Task details:
Copy out each line in the material below that has the word "building".

Records shown:
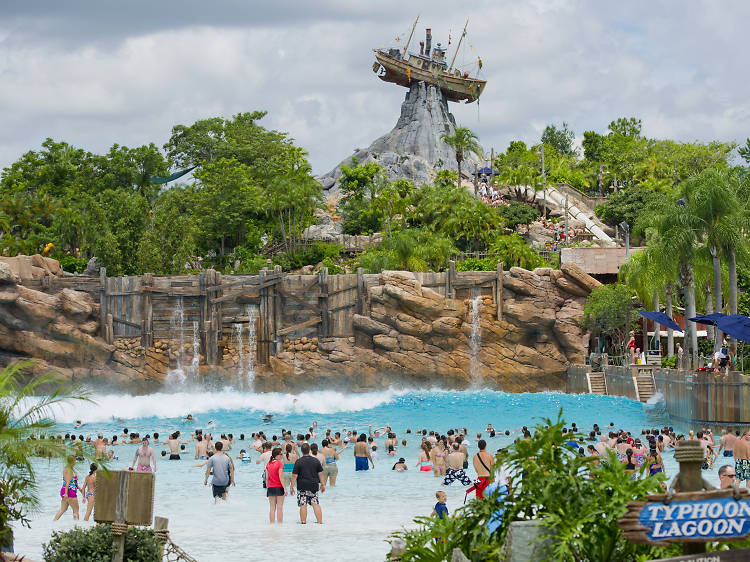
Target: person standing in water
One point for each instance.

==

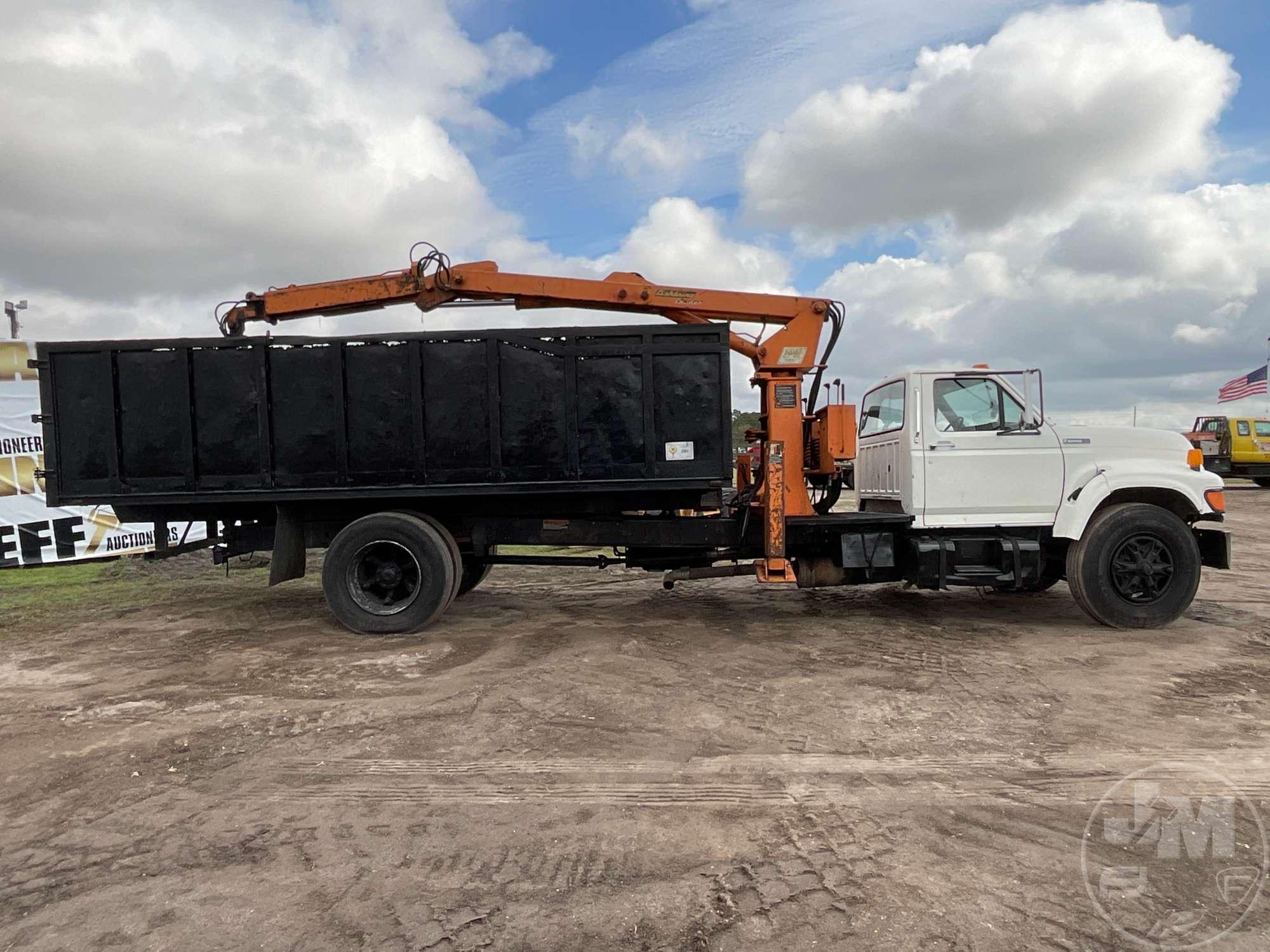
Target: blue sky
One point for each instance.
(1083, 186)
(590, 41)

...

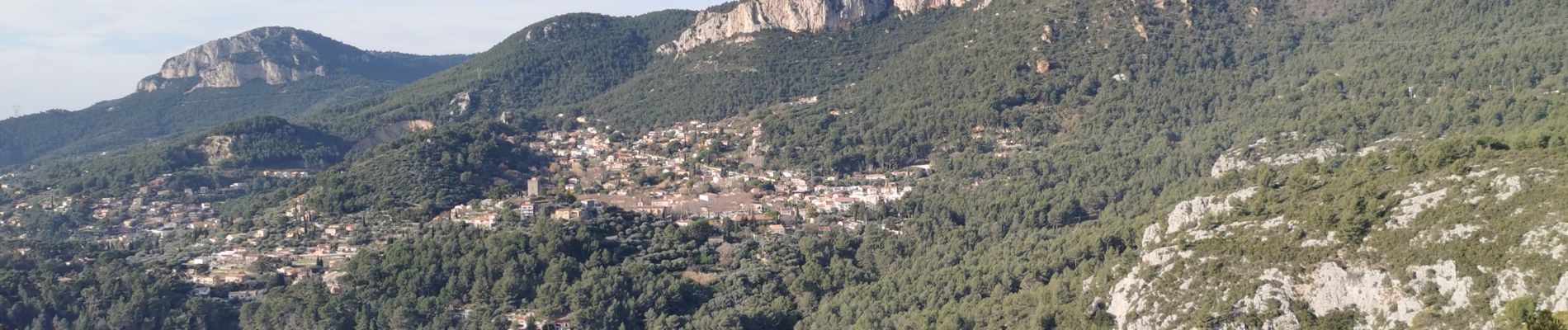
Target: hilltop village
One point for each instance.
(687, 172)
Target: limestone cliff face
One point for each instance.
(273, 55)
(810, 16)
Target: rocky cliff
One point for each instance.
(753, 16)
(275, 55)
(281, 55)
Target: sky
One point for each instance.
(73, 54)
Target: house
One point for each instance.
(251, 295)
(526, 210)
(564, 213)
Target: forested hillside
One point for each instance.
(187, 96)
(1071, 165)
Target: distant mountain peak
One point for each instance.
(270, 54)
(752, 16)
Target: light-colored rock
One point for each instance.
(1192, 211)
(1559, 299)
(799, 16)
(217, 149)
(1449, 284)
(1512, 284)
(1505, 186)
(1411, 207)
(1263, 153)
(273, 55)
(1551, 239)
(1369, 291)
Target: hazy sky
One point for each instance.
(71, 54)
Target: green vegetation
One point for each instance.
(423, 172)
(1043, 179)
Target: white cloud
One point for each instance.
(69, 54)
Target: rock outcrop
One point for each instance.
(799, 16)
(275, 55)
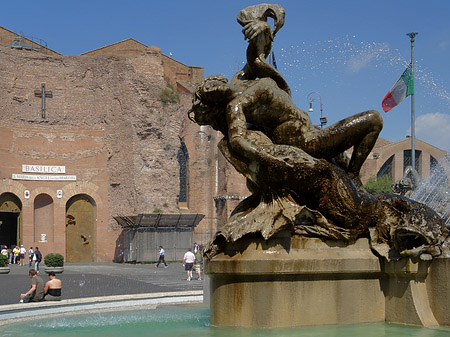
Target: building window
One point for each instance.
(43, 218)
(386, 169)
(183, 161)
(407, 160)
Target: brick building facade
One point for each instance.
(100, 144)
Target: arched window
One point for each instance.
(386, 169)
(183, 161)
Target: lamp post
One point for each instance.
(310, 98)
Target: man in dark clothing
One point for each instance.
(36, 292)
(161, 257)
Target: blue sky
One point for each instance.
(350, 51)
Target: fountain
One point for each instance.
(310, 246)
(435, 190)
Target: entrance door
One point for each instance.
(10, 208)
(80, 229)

Response below:
Target: building window
Target: brick building facade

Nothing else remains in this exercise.